▶

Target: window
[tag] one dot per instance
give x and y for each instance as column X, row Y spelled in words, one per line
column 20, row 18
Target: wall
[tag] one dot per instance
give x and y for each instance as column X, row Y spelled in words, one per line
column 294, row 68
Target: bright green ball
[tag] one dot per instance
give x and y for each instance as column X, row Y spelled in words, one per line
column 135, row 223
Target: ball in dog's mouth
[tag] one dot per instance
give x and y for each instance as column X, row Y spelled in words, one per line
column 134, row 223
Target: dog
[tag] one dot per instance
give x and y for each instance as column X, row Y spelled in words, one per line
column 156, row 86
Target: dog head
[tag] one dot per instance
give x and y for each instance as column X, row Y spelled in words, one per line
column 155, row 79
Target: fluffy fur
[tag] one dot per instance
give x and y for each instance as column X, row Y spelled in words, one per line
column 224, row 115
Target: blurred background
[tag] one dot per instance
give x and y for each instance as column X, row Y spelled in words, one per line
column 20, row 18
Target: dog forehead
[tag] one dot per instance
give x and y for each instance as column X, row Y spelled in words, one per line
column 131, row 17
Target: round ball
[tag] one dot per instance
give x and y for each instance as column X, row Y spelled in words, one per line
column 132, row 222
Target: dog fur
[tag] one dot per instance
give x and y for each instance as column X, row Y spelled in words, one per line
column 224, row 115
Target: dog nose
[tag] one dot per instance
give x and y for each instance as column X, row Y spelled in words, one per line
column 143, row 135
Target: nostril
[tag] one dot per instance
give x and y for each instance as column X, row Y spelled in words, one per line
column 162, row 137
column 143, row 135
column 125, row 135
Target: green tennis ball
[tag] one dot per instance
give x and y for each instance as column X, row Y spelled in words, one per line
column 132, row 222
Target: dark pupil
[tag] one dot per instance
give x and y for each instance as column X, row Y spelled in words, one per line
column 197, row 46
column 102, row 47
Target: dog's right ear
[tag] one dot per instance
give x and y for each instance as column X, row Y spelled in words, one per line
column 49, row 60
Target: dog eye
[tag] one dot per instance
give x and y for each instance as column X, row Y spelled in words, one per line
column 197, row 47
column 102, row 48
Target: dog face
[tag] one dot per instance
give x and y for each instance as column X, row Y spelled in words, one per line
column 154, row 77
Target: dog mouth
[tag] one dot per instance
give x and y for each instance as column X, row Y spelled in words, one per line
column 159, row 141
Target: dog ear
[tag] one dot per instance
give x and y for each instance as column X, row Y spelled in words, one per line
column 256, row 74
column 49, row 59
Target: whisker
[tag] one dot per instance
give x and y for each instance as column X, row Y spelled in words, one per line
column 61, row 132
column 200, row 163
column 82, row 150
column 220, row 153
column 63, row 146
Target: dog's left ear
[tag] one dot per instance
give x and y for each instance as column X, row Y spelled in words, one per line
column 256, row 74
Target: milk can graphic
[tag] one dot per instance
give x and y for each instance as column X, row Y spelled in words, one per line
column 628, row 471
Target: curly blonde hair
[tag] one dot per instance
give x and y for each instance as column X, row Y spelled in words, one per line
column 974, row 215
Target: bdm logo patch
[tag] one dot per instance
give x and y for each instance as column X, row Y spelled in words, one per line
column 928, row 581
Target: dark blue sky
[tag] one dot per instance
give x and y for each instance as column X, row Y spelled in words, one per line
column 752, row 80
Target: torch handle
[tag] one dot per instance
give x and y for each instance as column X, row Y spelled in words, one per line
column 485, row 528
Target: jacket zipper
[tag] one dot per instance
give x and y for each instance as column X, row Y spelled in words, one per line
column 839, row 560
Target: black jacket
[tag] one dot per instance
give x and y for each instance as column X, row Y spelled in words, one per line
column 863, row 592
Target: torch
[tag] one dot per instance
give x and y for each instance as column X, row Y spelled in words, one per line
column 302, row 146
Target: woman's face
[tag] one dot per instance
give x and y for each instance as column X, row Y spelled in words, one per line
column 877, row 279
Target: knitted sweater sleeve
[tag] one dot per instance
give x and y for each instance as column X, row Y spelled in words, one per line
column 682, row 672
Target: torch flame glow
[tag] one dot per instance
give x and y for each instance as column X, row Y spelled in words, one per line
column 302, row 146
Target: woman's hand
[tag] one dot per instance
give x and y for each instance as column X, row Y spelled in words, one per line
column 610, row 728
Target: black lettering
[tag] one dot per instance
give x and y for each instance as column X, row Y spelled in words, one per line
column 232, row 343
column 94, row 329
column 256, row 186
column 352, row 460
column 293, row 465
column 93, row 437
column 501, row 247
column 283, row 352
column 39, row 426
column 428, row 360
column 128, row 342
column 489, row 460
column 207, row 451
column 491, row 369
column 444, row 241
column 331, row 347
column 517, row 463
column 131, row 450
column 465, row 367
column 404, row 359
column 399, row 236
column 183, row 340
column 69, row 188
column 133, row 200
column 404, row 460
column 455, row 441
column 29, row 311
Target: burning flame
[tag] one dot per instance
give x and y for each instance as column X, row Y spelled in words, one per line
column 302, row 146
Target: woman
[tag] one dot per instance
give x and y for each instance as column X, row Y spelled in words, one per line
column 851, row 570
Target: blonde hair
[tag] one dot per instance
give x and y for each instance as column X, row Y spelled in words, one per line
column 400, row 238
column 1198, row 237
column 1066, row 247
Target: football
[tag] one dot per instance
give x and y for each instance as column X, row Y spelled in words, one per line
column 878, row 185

◀

Task description:
Can you write out the material above from the line with "Target: dog head" up to and including the line with "column 131, row 17", substituting "out-of-focus background" for "blurred background" and leaving everything else the same?

Output below:
Target: dog head
[tag] one dot per instance
give x and y for each instance as column X, row Y spelled in words, one per line
column 155, row 79
Target: fluffy fur
[tag] one dot per instance
give x and y for each instance as column X, row Y spelled in words, one per line
column 224, row 115
Target: out-of-focus background
[tag] one dot per instance
give x and y for each instance as column X, row Y spelled in words, one per line
column 20, row 18
Target: dog forehead
[tag] one dot per instance
give x and y for each instance as column X, row Y spelled in words, one per line
column 131, row 17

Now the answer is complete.